## WORK REQUIRED
Set down each entry from the block beneath, exactly as written.

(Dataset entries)
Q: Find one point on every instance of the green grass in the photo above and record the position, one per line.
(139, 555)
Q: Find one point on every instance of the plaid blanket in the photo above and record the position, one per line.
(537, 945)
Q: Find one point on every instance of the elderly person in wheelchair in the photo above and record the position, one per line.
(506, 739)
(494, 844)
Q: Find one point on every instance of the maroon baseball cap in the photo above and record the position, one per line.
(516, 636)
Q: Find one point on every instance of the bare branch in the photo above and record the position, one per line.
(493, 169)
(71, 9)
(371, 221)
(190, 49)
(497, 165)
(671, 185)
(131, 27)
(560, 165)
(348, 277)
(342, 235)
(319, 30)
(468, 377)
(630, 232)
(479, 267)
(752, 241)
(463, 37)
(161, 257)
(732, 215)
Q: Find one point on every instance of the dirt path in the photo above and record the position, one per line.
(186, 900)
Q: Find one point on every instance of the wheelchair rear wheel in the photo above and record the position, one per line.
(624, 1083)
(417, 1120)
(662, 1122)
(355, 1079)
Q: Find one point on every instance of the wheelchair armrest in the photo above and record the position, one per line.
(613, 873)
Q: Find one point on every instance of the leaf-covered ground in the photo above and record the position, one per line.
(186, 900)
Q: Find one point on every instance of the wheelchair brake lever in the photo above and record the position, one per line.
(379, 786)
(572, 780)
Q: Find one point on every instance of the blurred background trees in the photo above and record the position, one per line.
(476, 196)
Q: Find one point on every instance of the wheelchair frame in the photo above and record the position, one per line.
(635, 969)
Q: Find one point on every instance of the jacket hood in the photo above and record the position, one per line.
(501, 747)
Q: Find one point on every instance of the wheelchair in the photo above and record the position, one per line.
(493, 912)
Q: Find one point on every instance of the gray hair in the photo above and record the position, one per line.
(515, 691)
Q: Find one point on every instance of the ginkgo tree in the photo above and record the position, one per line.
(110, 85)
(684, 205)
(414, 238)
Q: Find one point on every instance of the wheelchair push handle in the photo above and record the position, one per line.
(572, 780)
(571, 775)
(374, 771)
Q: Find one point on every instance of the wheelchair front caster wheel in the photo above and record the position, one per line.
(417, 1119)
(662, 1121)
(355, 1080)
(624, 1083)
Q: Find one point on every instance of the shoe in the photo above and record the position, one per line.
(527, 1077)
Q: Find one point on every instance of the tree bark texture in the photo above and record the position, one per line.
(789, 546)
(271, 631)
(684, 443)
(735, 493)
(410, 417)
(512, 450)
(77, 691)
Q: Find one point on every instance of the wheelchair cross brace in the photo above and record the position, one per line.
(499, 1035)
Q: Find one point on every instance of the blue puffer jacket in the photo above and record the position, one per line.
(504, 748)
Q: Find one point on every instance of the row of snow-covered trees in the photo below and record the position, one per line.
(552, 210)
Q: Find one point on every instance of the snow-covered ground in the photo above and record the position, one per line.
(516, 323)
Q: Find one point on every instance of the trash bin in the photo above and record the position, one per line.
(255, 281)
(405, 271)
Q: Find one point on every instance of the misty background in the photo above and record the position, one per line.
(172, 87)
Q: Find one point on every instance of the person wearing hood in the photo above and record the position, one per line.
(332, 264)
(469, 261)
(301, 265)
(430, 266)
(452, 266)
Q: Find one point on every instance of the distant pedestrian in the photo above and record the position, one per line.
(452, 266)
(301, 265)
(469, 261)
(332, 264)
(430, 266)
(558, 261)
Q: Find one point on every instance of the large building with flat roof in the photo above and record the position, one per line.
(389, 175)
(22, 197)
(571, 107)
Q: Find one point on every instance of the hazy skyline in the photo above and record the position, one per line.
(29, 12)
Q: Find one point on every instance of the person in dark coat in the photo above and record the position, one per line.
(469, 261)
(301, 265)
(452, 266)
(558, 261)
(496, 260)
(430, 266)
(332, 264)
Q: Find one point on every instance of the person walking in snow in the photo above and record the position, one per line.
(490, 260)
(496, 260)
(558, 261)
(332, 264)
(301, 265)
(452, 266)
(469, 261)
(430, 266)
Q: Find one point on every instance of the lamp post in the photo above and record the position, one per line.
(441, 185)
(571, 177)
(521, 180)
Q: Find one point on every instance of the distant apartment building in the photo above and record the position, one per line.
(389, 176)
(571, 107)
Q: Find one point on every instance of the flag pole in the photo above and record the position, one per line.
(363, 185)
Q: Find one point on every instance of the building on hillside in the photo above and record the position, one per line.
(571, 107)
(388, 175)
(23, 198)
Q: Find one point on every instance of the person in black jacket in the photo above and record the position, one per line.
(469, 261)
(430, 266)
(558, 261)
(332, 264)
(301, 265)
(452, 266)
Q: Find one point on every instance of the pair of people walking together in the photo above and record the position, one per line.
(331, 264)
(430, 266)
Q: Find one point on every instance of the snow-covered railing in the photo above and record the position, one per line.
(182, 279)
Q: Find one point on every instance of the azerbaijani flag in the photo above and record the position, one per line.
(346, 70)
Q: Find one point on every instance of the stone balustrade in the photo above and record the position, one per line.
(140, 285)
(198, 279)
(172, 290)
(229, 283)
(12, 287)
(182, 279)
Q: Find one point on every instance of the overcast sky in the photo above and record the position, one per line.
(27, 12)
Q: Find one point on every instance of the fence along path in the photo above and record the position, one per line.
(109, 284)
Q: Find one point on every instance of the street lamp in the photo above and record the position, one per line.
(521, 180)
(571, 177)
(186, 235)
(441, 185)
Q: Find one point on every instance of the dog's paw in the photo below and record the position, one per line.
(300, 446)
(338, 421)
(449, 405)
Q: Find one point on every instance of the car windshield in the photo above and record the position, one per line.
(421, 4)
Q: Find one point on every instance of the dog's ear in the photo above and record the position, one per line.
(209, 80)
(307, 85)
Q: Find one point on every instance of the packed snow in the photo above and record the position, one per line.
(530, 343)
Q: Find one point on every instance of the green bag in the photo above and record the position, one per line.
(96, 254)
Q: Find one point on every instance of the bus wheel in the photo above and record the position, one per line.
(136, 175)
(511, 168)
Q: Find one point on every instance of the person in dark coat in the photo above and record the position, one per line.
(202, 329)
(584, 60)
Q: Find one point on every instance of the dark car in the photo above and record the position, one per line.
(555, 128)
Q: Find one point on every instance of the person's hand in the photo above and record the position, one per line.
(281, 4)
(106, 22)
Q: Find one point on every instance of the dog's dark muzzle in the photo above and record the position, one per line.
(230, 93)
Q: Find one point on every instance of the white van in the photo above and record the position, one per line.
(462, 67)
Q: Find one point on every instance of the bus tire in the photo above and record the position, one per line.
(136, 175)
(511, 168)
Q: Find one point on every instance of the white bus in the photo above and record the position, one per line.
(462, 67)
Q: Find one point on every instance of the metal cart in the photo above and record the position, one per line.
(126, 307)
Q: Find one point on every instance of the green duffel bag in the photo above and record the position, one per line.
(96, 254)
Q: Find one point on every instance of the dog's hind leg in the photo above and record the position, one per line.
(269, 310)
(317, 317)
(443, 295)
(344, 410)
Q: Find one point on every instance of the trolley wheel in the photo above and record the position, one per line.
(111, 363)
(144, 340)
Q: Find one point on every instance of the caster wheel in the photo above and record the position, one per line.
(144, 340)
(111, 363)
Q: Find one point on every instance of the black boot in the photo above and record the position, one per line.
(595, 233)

## EXERCISE OUTPUT
Q: Find one point on every instance of the green grass in the photo above and record the position, one per line.
(139, 555)
Q: Find one point on every instance of the plaid blanket in the photo above and record the position, one per line.
(537, 945)
Q: Find one point on every instance of the elderly person in wheelchair in the photo above and record the position, one per line.
(506, 739)
(494, 844)
Q: Find one point on every instance of the maroon baseball cap in the photo above and record the position, one per line.
(516, 636)
Q: Find one point on every instance of the bare branch in the photo above and record the position, one per line.
(493, 169)
(71, 9)
(371, 221)
(190, 49)
(497, 165)
(671, 185)
(131, 27)
(560, 165)
(348, 277)
(342, 235)
(319, 30)
(468, 377)
(630, 232)
(479, 267)
(752, 241)
(463, 37)
(161, 257)
(732, 215)
Q: Find one point on every instance of the dirt path in the photo above and record the position, one per line.
(186, 900)
Q: Find one point on every instance of the wheelchair rear wheel in the photo above and record the position, one per line.
(624, 1083)
(417, 1120)
(662, 1122)
(355, 1079)
Q: Find one point on every instance of the wheelchair armrest in the photo above and record the position, one per line.
(613, 873)
Q: Find one point on every instance of the leaf-covered ground in the photo above and record the position, one per line.
(186, 900)
Q: Find one point on every instance of the wheelchair brake lever in the photo above and record the position, one per line.
(379, 786)
(572, 780)
Q: Find one point on every instance of the blurred background trees in the photo above and record the position, one per line.
(476, 196)
Q: Find one point on every instance of the wheelchair frame in the photo above and record the position, one per line.
(635, 969)
Q: Find one point on every instance of the jacket hood in the photo above and record the position, one per line.
(501, 747)
Q: Find one point on every instance of the wheelchair in the photo above and record the position, one per line.
(493, 912)
Q: Find one point on every instance of the gray hair in the photo above and record the position, one per line.
(515, 691)
Q: Find one point on every instance of the ginkgo tree in the photo above and record the position, one per line.
(110, 85)
(684, 205)
(414, 238)
Q: Find one point on every instance of the wheelchair push handle in the photo above and record the position, one per line.
(572, 780)
(571, 775)
(374, 771)
Q: Find one point on every instance of the wheelchair front caster wheel in the photo above and record the position, one per line.
(417, 1119)
(662, 1121)
(355, 1080)
(624, 1083)
Q: Find one point on every instance of the shoe in the photo above and record the position, one per line.
(527, 1077)
Q: Find one point on every instance of the tree bark texture in the photo above and record the position, one per line.
(789, 546)
(271, 631)
(684, 443)
(735, 493)
(410, 417)
(512, 450)
(77, 691)
Q: Find one point on every instance of the wheelchair cross brace in the photo above and record the position, one per line.
(499, 1035)
Q: Find one point on every instance of the blue puffer jacket in the photo above and record the position, one per line.
(504, 748)
Q: Find one point on every instance of the row of snow-covered trees in the photo below and record the position, one per line.
(552, 210)
Q: Find one point on every instance of the snow-covered ground in the photo above and record the position, one per line.
(516, 323)
Q: Find one point on every instance of the trash bin in the photo above and record the position, one per line.
(255, 281)
(405, 271)
Q: Find one point on every instance of the misty background in the photo above and record the position, one per line.
(172, 87)
Q: Find one point on every instance of the person wearing hood in the photo above and record the position, one per line.
(332, 264)
(469, 261)
(301, 265)
(430, 266)
(452, 266)
Q: Find one point on every instance of the distant pedestrian in the photo above and record the position, one per line.
(452, 266)
(301, 265)
(469, 261)
(332, 264)
(430, 266)
(558, 261)
Q: Find one point on every instance of the large building with flat roof in the photo above and record the position, one per line.
(389, 175)
(22, 197)
(571, 107)
Q: Find one point on every instance of the hazy skyline in the photo above and record the position, one per line.
(29, 12)
Q: Find one point on every instance of the person in dark coat in the photo above and record the position, one per line.
(469, 261)
(301, 265)
(452, 266)
(558, 261)
(496, 260)
(430, 266)
(332, 264)
Q: Find one point on every instance of the person walking in snow in the photo above and record the position, one per line.
(490, 260)
(496, 260)
(558, 261)
(332, 264)
(301, 265)
(452, 266)
(469, 261)
(430, 266)
Q: Find one point on every instance of the lamp post in the photo above and record the position, one per line.
(441, 185)
(571, 177)
(521, 180)
Q: Find one point on every instance of the distant apartment building in the photo above and record the position, one per line.
(389, 176)
(571, 107)
Q: Find one point on every instance of the flag pole in the photo above and record the position, one per line.
(363, 185)
Q: Find one point on every instance of the building on hillside in the photo above and record the position, one per line.
(571, 107)
(388, 175)
(23, 198)
Q: Find one point on every instance of the person in black jacket in the photo above and record the position, one per line.
(469, 261)
(430, 266)
(558, 261)
(332, 264)
(301, 265)
(452, 266)
Q: Find one point on every instance of the pair of people walking together in the photo above and record the position, one per line.
(331, 264)
(430, 266)
Q: Find one point on every instance of the snow-covered railing in the photo above and record the position, one per line.
(182, 279)
Q: Find one point on every instance of the azerbaijani flag in the photo above and record the position, one per line.
(346, 70)
Q: Find one point on every instance of the stone balustrade in the photo above and record the position, one per line.
(140, 285)
(198, 279)
(172, 290)
(229, 283)
(12, 287)
(182, 279)
Q: Find one point on every instance of the overcast sky in the photo above and record the position, one per line.
(27, 12)
Q: Find one point on every instance of the fence along path in the photo above and record the position, one per line.
(109, 284)
Q: Find one point on every instance of the street lamp in the photo above and record the position, one per line.
(521, 180)
(571, 177)
(186, 235)
(441, 185)
Q: Find one point on every instance of the dog's paw in the photo below and record the position, one per line.
(300, 446)
(338, 421)
(449, 405)
Q: Find one point on every instance of the car windshield in the photo above and record the position, one per line.
(421, 4)
Q: Find one point on every instance of the dog's ear in the photo above and record the position, one per line.
(209, 80)
(307, 85)
Q: Find one point on every instance of the packed snow in the photo above and record the position, one per line.
(530, 343)
Q: Find one point on every instance of the green bag in the photo above and record the position, one per line.
(96, 254)
Q: Find one point on every instance of the bus wheel in the photo above and record the position, one per line.
(136, 175)
(511, 168)
Q: Find one point on every instance of the person in dark coat in the photo above and record the position, one per line.
(202, 329)
(584, 60)
Q: Find one point on every instance of the dark car in the photo above and record the position, one per line.
(555, 128)
Q: Find one point on every instance of the person's hand in the photo above and record the position, one per line.
(281, 4)
(106, 22)
Q: Find one point on every instance of the dog's dark muzzle in the photo above and record the position, one per line.
(230, 93)
Q: Find one point on every instance of the white van in the photo above and record the position, one per line.
(462, 67)
Q: Find one point on every instance of the bus tire in the photo above and record the position, one per line.
(136, 175)
(511, 168)
Q: Find one point on every instance of the white bus in the photo above and record the position, one per line.
(462, 67)
Q: Find one point on every instance of the metal cart in the photo above and record the position, one per line.
(126, 307)
Q: Find one point on every instance of the green duffel bag in the photo above and record the position, one per line.
(96, 254)
Q: Find one point on every instance of the dog's hind leg in the photo above and record the position, one per line.
(269, 310)
(317, 317)
(443, 295)
(344, 410)
Q: Find one point on every instance of the trolley wheel in the photo above and record the position, one per line.
(111, 363)
(144, 340)
Q: Find one point on every instance of the caster wheel in the photo above and record the position, one per line.
(144, 340)
(111, 363)
Q: Find one point on every instance of the black boot in the photo above and record the position, one per line.
(595, 233)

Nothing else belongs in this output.